**Consignes:**
1. Recopiez, dans l'article sur la politique eurasiatique de la Russie, tout le passage depuis « Suite à son » jusqu'à « les tensions mondiales. ».
2. Résumez, s'il vous plaît, l'article sur la politique eurasiatique de la Russie en deux phrases.
3. Rédigez la suite de l'article sur la politique eurasiatique de la Russie, à partir de sa dernière phrase.

**Texte source:**
__________________________________________________

Des troupes russes répètent pour le défilé annuel du 22 juin 1941 à Moscou. ©Mariano Mantel

Suite à son expérience d’occidentalisation, la Russie se sent flouée. Contrariée, elle se tourne vers une double politique : eurasienne et eurasiatique. L’idée eurasiatique vient du refus de l’occidentalisation de la Russie. Dès lors, les années 2000 marquent un renversement puisque l’autorité de l’Etat a été restaurée en Russie de manière non-libérale, l’unité de la Nation a été affermie, l’armée a été restructurée, la puissance russe a été rétablie.

 

En 1998, sous la présidence d’Ieltsine, les crises kosovares et irakiennes tendent peu à peu les relations entre la Maison blanche et le Kremlin. Ces conflits territoriaux, rendent compte d’une globalisation des enjeux du conflit puisqu’ils viennent se greffer sur les tensions mondiales.

 

La rupture entre l’Occident et la Russie

A cette époque, Moscou appuie la Serbie face aux sécessionnistes albanais soutenus par les Occidentaux. En 1997, selon le Stockholm international Peace Research Institute (SIPRI), la Russie exporte de l’armement vers la Serbie pour une valeur de 6 millions de dollars. De même, elle appuie la levée des sanctions datant de 1990-1991 sur l’Irak baasiste face aux Anglo-américains. Les désaccords se multiplient. Le problème de la base navale de Sébastopol et la flotte de la mer Noire concernant la Russie et l’Ukraine participent également aux désaccords entre l’Occident et la Russie.

Outre la symbolique de la ville, si la Russie n’a plus Sébastopol, elle ne sera plus une puissance méditerranéenne. C’est ainsi qu’elle conclue des traités bilatéraux dont un bail de location de la base de Sébastopol pour 20 ans. La chute du premier ministre ukrainien Ianoukovitch (pro-russe) en 2004 et l’arrivée d’Iouchtenko (pro-occidental) ainsi que la potentielle entrée de l’Ukraine dans l’OTAN augmentant ainsi l’avancée de l’Ouest à l’Est, change la donne. Comprenant l’expansionnisme européen, la Russie se recentre autour de l’Eurasie.

 

L’Organisation de Coopération de Shanghai

Les révolutions colorées suscitent des réactions défensives voire hostiles des autres républiques anciennement soviétiques. L’Iran et la Chine (RPC) suivent également ce mouvement à l’égard des Occidentaux favorisant ainsi la politique eurasiatique. La Russie participe à la création de l’Organisation de Coopération de Shanghai. (OCS.) qui s’institutionnalise en 2001. Du règlement frontalier et militaire, la tendance passe à la lutte contre l’islamisme, et à une forme d’alliance face à « l’ingérence occidental ». Pour exemple, l’Ouzbékistan qui a accueilli l’US Air Force sur son territoire et a adhéré au GUAM reprend ses distances avec l’Oncle Sam. Une voie que suit le Kirghizistan en 2014.

__________________________________________________

**Données recueillies:**
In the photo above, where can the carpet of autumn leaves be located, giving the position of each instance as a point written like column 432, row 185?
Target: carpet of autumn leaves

__________________________________________________

**Réponses:**
1.
Suite à son expérience d’occidentalisation, la Russie se sent flouée. Contrariée, elle se tourne vers une double politique : eurasienne et eurasiatique. L’idée eurasiatique vient du refus de l’occidentalisation de la Russie. Dès lors, les années 2000 marquent un renversement puisque l’autorité de l’Etat a été restaurée en Russie de manière non-libérale, l’unité de la Nation a été affermie, l’armée a été restructurée, la puissance russe a été rétablie.

 

En 1998, sous la présidence d’Ieltsine, les crises kosovares et irakiennes tendent peu à peu les relations entre la Maison blanche et le Kremlin. Ces conflits territoriaux, rendent compte d’une globalisation des enjeux du conflit puisqu’ils viennent se greffer sur les tensions mondiales.

2. Déçue par son expérience d'occidentalisation, la Russie s'est tournée vers une politique eurasienne et eurasiatique, tandis que les crises kosovare et irakienne, puis la question de Sébastopol et la perspective d'une entrée de l'Ukraine dans l'OTAN, l'ont éloignée de l'Occident. Elle a participé à la création de l'Organisation de Coopération de Shanghai, institutionnalisée en 2001, dont l'orientation est passée du règlement frontalier et militaire à la lutte contre l'islamisme et à une forme d'alliance face à l'ingérence occidentale.

3.
Concernant l’Iran, le tournant est intervenu avec la Pacte de Coopération Civil et Militaire du 16 mars 2001 avec la Russie. Celui-ci porte sur des ventes d’armes notamment, principalement des systèmes anti-aériens. Cela met fin à l’accord américano-russe du 23 septembre 1996, qui interdisait la livraison d’armements à Téhéran. En outre, la Russie lance depuis une de ses bases, le satellite SINAH 1 iranien en 2005. Avec l’accord nucléaire du 14 juillet 2015, la Russie couvre l’Iran au Conseil de Sécurité des Nations-Unies, empêchant par son veto, des sanctions « collectives » onusiennes. Moscou substitue ainsi la politique eurasiatique incarnée par l’OCS à la politique pan-européenne ou pan-occidentale.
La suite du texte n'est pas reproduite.